-- Stored records --
'''
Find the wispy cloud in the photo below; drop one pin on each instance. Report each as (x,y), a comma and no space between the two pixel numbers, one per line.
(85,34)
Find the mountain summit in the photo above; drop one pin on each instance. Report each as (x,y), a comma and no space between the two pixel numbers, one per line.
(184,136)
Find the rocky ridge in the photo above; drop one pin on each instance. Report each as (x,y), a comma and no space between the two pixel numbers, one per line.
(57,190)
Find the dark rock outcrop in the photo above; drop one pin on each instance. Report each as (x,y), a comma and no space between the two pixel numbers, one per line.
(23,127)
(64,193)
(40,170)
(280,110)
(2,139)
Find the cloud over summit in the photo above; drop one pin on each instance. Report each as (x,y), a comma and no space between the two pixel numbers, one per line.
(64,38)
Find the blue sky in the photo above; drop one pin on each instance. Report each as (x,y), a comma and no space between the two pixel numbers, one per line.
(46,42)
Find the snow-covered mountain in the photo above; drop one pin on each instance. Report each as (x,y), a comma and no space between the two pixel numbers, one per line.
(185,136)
'''
'''
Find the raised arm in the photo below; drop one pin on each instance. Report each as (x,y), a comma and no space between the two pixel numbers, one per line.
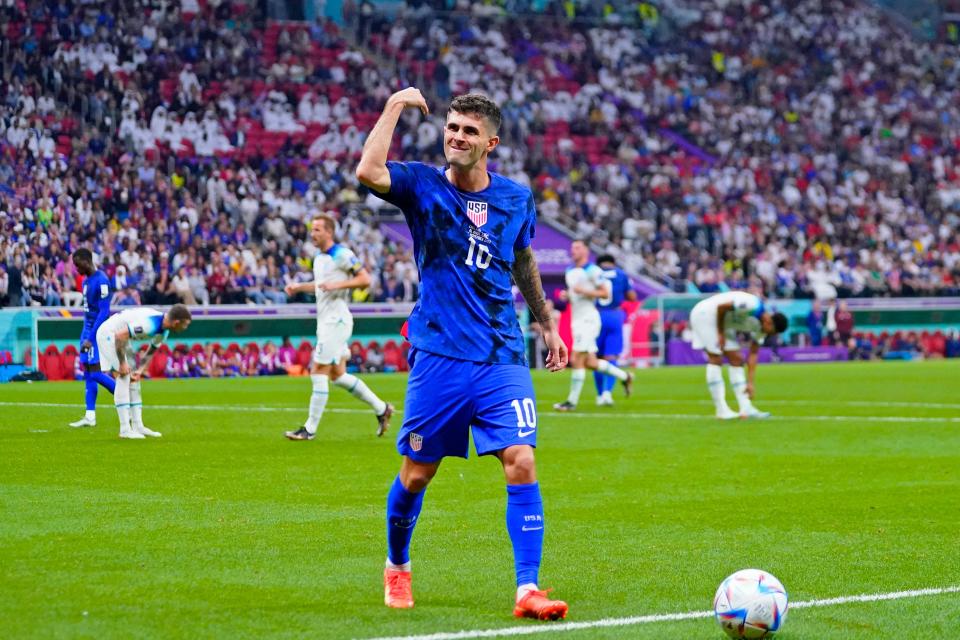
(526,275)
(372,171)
'''
'''
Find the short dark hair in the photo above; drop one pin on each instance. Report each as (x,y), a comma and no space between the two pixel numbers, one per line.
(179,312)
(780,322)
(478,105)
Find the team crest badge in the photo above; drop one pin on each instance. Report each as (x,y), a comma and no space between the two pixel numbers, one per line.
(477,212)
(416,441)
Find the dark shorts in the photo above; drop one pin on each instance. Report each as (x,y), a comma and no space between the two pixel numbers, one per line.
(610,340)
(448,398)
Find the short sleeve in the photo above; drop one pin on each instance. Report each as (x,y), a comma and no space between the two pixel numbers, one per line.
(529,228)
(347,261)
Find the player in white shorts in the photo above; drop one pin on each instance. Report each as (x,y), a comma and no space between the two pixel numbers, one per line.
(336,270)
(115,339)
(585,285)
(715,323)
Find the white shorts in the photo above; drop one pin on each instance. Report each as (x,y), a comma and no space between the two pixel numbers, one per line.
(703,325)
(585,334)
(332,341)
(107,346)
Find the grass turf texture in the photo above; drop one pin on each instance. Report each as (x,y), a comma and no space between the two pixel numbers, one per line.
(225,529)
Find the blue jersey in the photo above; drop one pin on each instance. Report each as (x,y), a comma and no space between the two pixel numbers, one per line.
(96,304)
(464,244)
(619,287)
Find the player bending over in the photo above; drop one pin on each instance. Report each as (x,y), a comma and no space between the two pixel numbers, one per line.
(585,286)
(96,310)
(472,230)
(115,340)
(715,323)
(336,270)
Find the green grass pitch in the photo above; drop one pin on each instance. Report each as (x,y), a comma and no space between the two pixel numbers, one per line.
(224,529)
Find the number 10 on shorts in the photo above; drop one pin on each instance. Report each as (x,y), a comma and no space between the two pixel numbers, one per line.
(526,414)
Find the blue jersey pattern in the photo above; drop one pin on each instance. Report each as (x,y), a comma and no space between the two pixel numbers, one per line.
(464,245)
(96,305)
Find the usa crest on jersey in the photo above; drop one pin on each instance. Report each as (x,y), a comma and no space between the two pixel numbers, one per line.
'''
Rewrite as a JSON list of strings the items from the line containing "Find the number" through the line containing "Find the usa", inclusive, one string per line, with blank lines omitted.

[
  "Find the number 10 on shorts in the photo above; drop one pin on each instance. Report each as (x,y), a comma and no space between the two pixel numbers, one per line.",
  "(526,414)",
  "Find the blue jersey pattern in the photo above; drop one pin on each instance. Report each as (x,y), a comma and no space between the two pixel numbers, one per line.",
  "(464,245)",
  "(96,305)",
  "Find the usa crest on jersey in the photo above; drop one pin on each instance. Report each as (x,y), a comma and no space between the two pixel numbers, one per line."
]